GIVEN EXERCISE: Locate each line in the data that contains the string "stripe" and copy those lines.

DATA RECORDS:
* Start *

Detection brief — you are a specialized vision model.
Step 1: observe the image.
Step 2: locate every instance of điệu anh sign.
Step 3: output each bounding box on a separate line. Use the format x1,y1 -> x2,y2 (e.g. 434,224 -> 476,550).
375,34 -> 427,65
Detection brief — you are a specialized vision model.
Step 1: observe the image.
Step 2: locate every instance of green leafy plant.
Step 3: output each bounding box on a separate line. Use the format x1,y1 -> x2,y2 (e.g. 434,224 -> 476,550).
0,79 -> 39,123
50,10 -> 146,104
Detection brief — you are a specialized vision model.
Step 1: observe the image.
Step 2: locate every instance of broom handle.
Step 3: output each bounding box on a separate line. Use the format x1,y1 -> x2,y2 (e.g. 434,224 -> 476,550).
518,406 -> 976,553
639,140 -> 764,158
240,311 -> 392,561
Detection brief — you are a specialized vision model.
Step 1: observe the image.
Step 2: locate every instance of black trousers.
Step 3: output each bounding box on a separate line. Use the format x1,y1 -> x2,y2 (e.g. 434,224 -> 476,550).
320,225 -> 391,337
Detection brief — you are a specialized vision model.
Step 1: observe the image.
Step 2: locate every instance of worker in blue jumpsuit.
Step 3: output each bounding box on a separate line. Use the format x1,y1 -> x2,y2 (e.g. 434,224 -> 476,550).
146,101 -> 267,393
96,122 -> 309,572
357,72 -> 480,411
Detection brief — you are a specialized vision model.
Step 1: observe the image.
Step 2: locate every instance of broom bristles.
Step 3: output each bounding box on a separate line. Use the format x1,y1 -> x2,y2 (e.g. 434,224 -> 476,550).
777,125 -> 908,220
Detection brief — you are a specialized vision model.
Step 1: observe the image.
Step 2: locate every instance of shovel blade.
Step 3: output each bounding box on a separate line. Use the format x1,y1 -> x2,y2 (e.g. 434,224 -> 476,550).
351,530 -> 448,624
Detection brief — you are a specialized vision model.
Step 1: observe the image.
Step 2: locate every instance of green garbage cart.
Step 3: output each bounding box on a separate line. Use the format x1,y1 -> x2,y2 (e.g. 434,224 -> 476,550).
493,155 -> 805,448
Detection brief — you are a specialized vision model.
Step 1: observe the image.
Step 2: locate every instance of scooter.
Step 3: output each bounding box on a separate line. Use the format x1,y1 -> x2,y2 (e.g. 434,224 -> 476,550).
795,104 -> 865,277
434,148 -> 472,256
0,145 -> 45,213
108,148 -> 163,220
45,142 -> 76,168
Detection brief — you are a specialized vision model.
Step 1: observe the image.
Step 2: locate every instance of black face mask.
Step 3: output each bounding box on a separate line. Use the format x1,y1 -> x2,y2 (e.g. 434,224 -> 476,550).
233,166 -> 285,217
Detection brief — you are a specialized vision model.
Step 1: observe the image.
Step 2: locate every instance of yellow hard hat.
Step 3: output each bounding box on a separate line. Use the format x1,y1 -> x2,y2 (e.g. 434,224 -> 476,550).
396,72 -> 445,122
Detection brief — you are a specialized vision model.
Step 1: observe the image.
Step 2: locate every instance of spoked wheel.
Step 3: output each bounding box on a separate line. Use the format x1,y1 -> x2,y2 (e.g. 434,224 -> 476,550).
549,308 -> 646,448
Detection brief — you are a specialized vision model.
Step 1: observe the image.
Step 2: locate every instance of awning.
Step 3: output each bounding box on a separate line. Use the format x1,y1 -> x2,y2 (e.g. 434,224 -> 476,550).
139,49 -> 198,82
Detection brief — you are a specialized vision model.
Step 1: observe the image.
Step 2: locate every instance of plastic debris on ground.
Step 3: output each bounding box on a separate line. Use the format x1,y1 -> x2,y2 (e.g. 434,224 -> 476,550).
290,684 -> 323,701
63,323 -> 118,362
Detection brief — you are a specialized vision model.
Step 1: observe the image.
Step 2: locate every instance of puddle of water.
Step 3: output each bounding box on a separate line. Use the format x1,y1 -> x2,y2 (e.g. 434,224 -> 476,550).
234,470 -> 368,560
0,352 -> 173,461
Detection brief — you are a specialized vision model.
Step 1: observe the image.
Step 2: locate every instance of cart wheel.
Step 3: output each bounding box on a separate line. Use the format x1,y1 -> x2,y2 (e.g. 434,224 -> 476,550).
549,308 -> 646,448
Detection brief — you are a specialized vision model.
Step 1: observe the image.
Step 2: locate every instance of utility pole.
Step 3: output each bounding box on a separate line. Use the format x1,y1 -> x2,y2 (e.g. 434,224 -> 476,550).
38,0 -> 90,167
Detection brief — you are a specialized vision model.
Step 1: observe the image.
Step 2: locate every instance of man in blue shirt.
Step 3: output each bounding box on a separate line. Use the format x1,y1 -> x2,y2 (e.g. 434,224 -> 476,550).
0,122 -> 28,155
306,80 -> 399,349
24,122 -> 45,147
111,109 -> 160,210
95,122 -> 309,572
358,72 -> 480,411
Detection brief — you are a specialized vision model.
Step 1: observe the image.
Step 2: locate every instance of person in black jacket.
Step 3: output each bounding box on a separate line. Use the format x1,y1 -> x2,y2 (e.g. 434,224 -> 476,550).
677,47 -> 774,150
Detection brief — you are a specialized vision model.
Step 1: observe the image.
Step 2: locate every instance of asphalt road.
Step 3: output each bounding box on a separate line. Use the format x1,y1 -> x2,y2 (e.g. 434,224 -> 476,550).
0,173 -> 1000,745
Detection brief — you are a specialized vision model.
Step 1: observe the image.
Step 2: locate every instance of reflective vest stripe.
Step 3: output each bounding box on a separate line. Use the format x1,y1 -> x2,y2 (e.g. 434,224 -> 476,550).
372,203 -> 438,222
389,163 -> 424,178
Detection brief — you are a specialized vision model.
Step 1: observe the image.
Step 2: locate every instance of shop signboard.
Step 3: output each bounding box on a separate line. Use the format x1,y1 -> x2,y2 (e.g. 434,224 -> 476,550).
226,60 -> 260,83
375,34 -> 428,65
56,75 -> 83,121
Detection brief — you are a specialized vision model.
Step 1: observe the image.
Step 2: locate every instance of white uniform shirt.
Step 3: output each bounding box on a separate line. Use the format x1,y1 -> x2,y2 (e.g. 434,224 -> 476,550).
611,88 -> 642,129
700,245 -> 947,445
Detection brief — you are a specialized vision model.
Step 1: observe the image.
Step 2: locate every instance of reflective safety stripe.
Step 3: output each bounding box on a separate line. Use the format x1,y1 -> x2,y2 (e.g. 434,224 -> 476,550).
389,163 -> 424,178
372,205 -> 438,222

* End *

REPLY TO THE TASK:
Step 2: locate every instance of reflective vest stripe.
Step 2: locate every instance of reflective safety stripe.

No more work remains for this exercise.